-- Brief --
Copy out every line in the rows below that contains the word "positive". Case counts.

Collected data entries
_ _ _ _

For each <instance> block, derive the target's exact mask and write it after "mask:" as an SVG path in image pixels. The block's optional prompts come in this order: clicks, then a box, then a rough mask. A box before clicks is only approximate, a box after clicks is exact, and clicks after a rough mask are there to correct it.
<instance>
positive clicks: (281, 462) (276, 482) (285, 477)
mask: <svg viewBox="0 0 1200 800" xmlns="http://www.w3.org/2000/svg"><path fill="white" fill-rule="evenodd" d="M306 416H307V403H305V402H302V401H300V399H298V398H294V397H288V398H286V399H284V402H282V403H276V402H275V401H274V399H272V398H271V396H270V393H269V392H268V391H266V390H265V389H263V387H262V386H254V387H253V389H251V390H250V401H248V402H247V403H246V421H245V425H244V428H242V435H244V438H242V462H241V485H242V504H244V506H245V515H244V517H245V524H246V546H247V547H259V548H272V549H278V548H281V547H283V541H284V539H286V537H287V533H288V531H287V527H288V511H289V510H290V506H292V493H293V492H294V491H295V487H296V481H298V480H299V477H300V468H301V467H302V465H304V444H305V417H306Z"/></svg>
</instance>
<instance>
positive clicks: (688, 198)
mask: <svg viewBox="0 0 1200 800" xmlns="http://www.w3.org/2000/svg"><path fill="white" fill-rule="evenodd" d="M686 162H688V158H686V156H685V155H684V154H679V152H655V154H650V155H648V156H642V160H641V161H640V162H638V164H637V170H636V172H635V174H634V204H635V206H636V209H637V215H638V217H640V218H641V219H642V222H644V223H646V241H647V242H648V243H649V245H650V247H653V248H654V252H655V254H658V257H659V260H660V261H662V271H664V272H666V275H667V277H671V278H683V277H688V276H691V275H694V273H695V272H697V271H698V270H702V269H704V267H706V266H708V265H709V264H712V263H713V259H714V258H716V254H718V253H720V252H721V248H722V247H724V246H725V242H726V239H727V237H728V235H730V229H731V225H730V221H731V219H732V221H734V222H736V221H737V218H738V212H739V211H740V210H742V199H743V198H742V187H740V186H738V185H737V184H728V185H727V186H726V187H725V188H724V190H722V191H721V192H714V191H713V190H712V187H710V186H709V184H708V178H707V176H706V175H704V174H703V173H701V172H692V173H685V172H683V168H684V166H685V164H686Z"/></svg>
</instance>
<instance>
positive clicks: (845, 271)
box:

_ _ _ _

-- Output for this task --
positive clicks: (281, 462) (276, 482) (285, 477)
positive clicks: (688, 198)
positive clicks: (845, 271)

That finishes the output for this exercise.